■ TASK REQUIREMENTS:
Leave out the pictures and copy everything else below exactly.

■ LISTED ENTRIES:
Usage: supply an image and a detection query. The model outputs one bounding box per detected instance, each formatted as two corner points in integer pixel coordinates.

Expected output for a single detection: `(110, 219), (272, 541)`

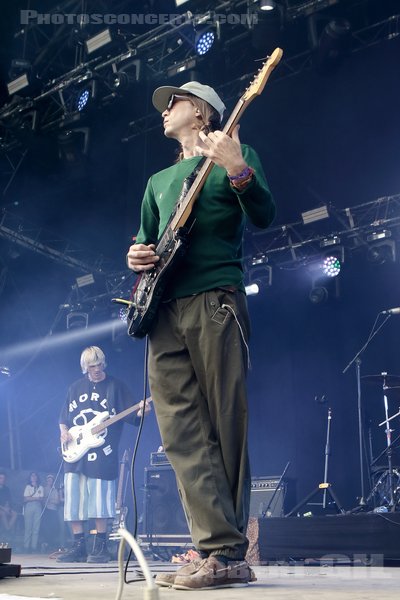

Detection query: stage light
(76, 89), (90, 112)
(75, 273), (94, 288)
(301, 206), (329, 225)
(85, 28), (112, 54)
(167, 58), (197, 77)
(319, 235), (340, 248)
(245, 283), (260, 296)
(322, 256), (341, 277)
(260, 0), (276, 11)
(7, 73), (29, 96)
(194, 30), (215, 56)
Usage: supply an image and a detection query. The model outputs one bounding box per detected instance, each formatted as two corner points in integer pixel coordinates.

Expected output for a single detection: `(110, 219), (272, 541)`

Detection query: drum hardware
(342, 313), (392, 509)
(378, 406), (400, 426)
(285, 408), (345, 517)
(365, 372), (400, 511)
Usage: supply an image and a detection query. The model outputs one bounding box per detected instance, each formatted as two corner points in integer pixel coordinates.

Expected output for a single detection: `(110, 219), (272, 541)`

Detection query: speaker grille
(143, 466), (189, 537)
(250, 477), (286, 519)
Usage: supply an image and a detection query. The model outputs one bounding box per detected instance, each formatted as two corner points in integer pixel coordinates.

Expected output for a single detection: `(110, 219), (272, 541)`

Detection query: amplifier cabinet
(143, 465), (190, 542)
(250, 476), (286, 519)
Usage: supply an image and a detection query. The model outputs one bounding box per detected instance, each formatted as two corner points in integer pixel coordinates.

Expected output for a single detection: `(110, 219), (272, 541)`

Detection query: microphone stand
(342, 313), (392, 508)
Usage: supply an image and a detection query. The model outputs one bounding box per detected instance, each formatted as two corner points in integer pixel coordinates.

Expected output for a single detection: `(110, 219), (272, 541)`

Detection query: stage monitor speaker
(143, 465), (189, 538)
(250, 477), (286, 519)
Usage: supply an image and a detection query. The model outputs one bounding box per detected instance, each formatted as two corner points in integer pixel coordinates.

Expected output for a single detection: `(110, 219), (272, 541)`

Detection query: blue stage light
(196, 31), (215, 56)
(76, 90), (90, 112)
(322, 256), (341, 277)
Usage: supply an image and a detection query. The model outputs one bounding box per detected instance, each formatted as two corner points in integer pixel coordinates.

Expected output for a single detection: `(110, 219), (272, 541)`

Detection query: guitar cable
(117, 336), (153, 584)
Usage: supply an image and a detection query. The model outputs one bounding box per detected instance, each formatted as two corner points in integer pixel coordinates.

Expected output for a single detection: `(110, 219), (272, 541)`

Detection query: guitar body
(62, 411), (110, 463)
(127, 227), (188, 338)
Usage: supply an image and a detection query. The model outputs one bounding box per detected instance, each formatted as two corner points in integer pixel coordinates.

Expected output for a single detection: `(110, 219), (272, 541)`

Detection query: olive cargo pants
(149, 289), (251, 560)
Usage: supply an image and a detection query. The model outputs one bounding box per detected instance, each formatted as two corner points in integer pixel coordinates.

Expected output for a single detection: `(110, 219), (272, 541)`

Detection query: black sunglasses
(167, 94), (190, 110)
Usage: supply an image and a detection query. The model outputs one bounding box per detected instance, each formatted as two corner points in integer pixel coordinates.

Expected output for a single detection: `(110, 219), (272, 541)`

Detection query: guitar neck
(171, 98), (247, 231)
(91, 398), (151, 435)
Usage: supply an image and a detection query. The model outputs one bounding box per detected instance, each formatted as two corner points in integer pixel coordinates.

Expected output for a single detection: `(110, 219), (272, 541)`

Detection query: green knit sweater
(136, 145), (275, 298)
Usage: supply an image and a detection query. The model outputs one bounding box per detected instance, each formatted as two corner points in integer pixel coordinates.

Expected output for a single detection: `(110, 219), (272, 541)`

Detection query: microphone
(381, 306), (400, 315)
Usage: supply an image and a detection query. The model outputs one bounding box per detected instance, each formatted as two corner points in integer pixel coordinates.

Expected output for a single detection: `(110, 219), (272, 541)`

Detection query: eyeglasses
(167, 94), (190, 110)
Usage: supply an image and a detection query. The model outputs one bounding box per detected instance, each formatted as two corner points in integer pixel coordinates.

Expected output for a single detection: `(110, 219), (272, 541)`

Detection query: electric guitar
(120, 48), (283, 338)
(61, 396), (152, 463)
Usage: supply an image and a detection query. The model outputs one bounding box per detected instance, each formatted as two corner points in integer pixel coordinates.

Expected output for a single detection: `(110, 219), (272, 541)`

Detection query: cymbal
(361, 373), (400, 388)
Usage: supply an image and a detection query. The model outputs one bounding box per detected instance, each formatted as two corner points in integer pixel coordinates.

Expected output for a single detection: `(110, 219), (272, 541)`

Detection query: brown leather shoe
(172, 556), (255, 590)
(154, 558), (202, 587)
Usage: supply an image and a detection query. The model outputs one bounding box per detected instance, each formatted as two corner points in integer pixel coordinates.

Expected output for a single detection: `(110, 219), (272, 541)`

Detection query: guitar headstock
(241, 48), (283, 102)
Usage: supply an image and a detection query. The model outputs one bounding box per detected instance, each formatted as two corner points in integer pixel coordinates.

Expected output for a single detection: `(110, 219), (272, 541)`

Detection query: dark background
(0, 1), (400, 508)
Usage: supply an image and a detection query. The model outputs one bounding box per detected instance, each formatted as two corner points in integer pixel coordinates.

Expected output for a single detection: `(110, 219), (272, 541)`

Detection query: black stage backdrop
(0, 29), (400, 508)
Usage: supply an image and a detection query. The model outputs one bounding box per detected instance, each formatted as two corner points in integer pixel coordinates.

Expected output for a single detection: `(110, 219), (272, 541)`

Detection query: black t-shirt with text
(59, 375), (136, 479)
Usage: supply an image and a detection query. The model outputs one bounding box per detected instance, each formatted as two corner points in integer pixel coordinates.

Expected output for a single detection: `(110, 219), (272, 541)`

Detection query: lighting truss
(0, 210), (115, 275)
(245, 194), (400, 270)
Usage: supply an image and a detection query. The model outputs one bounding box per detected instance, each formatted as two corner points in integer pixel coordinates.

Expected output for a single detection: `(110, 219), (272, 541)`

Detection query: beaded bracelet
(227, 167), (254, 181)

■ TASK OUTPUT:
Usage: supply an image and a detection query. The model outputs one bounding box per detected instance, each formatted as two corner points in integer pixel coordinates.

Expected output for a single detection: `(110, 219), (272, 541)`


Detection query: stage light
(76, 89), (90, 112)
(75, 273), (94, 288)
(301, 206), (329, 225)
(85, 28), (112, 54)
(167, 58), (197, 77)
(319, 235), (340, 248)
(245, 283), (260, 296)
(322, 256), (341, 277)
(260, 0), (276, 11)
(7, 73), (29, 96)
(194, 30), (215, 56)
Usage: supply an image and a detection query. The model outputs one bounding box per detected instance, each formatted as two corner points in integer pixel coordinates.

Expected output for a single detection: `(110, 219), (272, 541)`

Detection query: drum hardware
(342, 313), (392, 509)
(378, 406), (400, 426)
(285, 408), (345, 517)
(365, 372), (400, 511)
Usage: supply an image and a detection query. The model outputs one bounding box per detected instance, each formatted as two corner points in integer pixel coordinates.

Expected output for a single detection: `(110, 219), (272, 541)`

Detection query: speaker grille
(143, 466), (189, 537)
(250, 477), (286, 519)
Usage: supply an image and a detection query. The model outputs one bounding box per detected instance, each formatted as two corner points in integer pixel coordinates.

Expected output for a single detection: `(110, 219), (272, 541)`

Detection query: amplifier cabinet
(143, 465), (190, 542)
(250, 476), (286, 519)
Usage: supply an image and a detection query. The model outputs one bounding box per detected instance, each formatted as two corner points in integer pixel coordinates.

Expected output for a single detection: `(110, 219), (272, 541)`

Detection query: microphone stand
(342, 313), (392, 508)
Usage: supply an image and a detection query. The model outputs one bounding box per detected instance, each formatted as two corner points in integer pixel coordinates.

Expected output for a single detection: `(110, 219), (272, 541)`

Detection query: stage monitor speaker
(143, 465), (189, 538)
(250, 477), (286, 519)
Usage: supply an image and a detection query. The model outputs one bounding box per detected instance, each formatted as two corner points in integer pixel coordinates.

Expected output for a single detection: `(110, 219), (272, 541)`

Detection query: blue stage light
(196, 31), (215, 56)
(76, 90), (90, 112)
(322, 256), (341, 277)
Usage: supply an image and a detection query. The model outputs one bounding box per detected instance, each formatted as two corner points in integer pixel coordinates.

Expected output for a single detection: `(110, 219), (272, 541)`

Detection query: guitar cable
(117, 336), (153, 584)
Usage: supply an image and a detection query. The model outputs one bounding box per detected instance, each formatted as two corner points in integer pixel coordinates.

Expected output for a single detection: `(110, 219), (272, 541)`

Detection query: guitar body
(62, 411), (110, 463)
(127, 227), (188, 338)
Usage: supply an image and a detection query. The model outputs one bounding box per detected instance, each formatted as two corner points in integer pixel coordinates.

Expected output for a single detection: `(110, 219), (272, 541)`

Detection query: olive cargo pants
(149, 289), (251, 560)
Usage: supply an image and a detection query. The model outputs one bounding box per detected instance, each formatted as two corner points in integer pixel coordinates.

Expected output for a single detection: `(110, 219), (272, 541)`

Detection query: black sunglasses
(167, 94), (190, 110)
Usage: supply an image and a detection query. The model outputs one bounding box per detected instance, each formatted as two corner points in integer pixel coordinates.

Expected output for a single detection: `(110, 219), (272, 541)`

Detection query: guitar neck
(171, 98), (247, 231)
(91, 398), (151, 435)
Usage: supply an image and a detection query. The model outputs one bounding box per detected instance, each formatted as two corner points in integer pixel coordinates.

Expected output for a single detection: `(110, 219), (272, 541)`

Detection query: green knit sweater
(136, 145), (275, 298)
Usage: supply an image and a detection query. The model outputs one bounding box per detected instance, each formatted as two corner points in integer pixel coordinates.

Expected output for a single detection: `(110, 219), (272, 541)`

Detection query: microphone
(381, 306), (400, 315)
Usage: supply an image and a detection query. The model outputs one bounding box per detected instance, each formatted as two corner points in integer pixel coordinates.

Expected output for a single detection: `(110, 219), (272, 541)`

Detection query: eyeglasses
(167, 94), (190, 110)
Usage: supply an image and a detection query. The model outputs one bounding box per detected instance, each formatted as two corner points in integer pixel coordinates.

Expected output for a single detection: `(110, 219), (272, 541)`

Detection query: electric guitar
(120, 48), (283, 338)
(61, 396), (152, 463)
Usage: supply an image and a detection query. The model outputs one bounding box per detected instance, each formatted as two corner points in integer pixel coordinates.

Expected output for a single detection: `(110, 219), (272, 541)`

Detection query: cymbal
(361, 373), (400, 388)
Usage: supply an image and a detection query. The model outputs one bounding box per detected instance, each formatted as two corner points in integer pixel coordinates.

Expected output for a single detection: `(110, 219), (272, 541)`

Detection query: brown leather shoe
(172, 556), (255, 590)
(154, 558), (202, 587)
Usage: supply an image and a detection query. The model outputs one bounding box per detected instance, each formatted as two corner points in integer pixel coordinates.

Expected output for a single detection: `(110, 219), (272, 541)`

Detection query: guitar headstock
(241, 48), (283, 102)
Usage: supply an image and a detection query. The model outputs one bounding box per detected instance, each formatted as two corner points in integer pixel coordinates.

Expected output for a single detection: `(110, 219), (272, 541)`

Detection query: dark background
(0, 1), (400, 508)
Usage: supply an image and a detection query. The model outputs one bounding box per detected instance, each formatted as two corner points in integer pixel coordinates.

Expected output for a single detection: `(110, 219), (272, 541)`

Detection query: black stage backdrop
(0, 29), (400, 508)
Usage: supply an image and a detection query. The model outputs one bounding box per detected instance, each formatted as two corner points in integer pixel coordinates.

Expected output for a single detection: `(110, 219), (272, 541)`

Detection query: black t-shirt with text
(59, 375), (136, 479)
Usage: supply an image and a detection query. The model outputs one bounding box per detected instance, each formatted as two corner points in integer pixel coordinates.

Expected output for a single detection: `(110, 219), (272, 541)`

Detection query: lighting truss
(0, 210), (115, 275)
(245, 194), (400, 270)
Usage: supply an image and a detection query. The model outputs one bounding box per detected instance, each formatted as two corner points in integer pixel coordinates.

Expected output for a single detection: `(110, 219), (272, 541)`

Detection query: beaded bracelet
(227, 167), (254, 181)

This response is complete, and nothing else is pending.